===== Records =====

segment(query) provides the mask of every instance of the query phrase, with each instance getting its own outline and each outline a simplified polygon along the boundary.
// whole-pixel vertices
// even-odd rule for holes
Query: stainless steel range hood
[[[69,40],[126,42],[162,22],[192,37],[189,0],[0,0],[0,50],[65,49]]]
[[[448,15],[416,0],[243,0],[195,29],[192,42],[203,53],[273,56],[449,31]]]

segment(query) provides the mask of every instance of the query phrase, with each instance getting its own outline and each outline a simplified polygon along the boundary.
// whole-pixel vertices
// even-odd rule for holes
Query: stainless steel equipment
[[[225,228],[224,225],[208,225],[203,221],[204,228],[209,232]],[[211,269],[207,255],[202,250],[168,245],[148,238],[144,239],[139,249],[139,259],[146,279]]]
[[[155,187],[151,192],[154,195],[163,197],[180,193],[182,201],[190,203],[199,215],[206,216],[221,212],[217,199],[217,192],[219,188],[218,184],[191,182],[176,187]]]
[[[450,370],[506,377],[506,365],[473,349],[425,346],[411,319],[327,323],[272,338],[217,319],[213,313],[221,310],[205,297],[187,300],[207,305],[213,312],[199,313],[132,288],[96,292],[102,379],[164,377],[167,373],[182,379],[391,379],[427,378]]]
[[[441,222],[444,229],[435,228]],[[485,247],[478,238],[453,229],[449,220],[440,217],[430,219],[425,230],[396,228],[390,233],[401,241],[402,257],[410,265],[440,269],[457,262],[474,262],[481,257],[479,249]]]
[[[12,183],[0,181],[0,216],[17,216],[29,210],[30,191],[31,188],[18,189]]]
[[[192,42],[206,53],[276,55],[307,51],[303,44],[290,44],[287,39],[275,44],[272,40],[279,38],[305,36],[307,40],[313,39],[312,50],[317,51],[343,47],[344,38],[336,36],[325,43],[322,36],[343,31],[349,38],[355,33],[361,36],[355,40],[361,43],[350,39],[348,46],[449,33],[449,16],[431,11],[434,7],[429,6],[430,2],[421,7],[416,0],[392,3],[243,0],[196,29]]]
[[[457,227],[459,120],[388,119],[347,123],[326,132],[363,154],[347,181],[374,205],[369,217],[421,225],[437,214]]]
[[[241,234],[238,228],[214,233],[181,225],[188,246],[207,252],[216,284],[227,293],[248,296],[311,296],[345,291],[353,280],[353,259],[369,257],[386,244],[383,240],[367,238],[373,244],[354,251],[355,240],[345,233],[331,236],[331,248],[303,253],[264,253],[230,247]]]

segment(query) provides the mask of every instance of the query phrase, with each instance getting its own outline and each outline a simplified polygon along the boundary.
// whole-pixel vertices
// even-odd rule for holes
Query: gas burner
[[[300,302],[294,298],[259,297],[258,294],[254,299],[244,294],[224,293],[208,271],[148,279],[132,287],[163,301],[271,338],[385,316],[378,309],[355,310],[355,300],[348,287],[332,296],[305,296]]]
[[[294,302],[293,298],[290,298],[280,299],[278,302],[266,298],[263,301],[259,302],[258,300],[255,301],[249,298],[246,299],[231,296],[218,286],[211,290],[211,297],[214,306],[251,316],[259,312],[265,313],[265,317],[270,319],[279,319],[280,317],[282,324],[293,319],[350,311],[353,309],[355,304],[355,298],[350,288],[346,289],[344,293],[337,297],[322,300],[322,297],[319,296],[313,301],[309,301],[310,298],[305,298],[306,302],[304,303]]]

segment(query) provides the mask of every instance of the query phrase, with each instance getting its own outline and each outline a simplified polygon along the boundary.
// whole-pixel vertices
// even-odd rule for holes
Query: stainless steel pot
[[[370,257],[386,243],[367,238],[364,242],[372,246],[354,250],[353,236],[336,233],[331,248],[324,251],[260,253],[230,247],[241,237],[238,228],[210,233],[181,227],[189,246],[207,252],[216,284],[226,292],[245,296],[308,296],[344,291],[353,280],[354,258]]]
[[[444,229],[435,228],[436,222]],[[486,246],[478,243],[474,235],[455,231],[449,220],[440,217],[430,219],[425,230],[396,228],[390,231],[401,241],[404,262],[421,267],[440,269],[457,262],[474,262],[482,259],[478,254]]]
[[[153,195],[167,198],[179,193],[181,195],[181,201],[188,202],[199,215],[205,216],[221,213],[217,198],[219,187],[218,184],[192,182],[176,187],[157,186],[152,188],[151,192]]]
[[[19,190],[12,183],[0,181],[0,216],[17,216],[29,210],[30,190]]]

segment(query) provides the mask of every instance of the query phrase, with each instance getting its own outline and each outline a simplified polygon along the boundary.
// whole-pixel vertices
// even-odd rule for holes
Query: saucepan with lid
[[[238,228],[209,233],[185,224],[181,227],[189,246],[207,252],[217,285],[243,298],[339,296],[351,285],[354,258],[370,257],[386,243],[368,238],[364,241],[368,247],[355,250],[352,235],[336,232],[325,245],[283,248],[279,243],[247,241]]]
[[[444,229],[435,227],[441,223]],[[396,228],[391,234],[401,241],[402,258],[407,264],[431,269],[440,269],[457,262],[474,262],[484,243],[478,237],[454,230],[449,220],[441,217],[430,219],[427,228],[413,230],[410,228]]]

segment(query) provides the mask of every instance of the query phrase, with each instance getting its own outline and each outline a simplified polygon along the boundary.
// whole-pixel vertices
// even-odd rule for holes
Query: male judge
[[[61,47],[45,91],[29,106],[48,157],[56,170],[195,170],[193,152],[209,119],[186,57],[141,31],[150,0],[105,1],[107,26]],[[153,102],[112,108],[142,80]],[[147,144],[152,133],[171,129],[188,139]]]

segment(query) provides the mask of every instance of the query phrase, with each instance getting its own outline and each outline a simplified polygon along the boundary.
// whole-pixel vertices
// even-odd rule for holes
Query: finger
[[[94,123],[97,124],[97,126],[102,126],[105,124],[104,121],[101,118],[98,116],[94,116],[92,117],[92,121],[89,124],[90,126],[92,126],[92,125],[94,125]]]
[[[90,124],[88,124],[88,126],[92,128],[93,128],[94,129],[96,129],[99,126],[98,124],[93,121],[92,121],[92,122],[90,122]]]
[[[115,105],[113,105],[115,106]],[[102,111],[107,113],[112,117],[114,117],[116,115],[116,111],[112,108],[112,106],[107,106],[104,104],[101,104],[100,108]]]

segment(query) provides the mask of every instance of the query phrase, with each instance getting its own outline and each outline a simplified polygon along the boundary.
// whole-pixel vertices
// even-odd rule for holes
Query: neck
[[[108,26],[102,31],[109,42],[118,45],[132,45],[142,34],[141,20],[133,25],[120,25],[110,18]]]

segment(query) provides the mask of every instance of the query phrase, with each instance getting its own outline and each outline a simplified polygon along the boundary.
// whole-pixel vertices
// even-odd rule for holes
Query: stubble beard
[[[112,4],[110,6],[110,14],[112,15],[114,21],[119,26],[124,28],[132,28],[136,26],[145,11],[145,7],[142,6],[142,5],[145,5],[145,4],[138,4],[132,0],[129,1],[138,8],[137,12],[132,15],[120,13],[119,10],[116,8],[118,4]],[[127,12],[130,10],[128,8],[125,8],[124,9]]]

=====

# Instructions to follow:
Print the lines of the records from the start through the line containing "Query: stainless steel range hood", both ends included, reproducing them verbatim.

# Result for this task:
segment(query) provides the mask of every instance of the query phrase, with each instance getting its own outline and each outline a simplified polygon along the boundary.
// whole-pixel vertices
// even-odd rule for holes
Query: stainless steel range hood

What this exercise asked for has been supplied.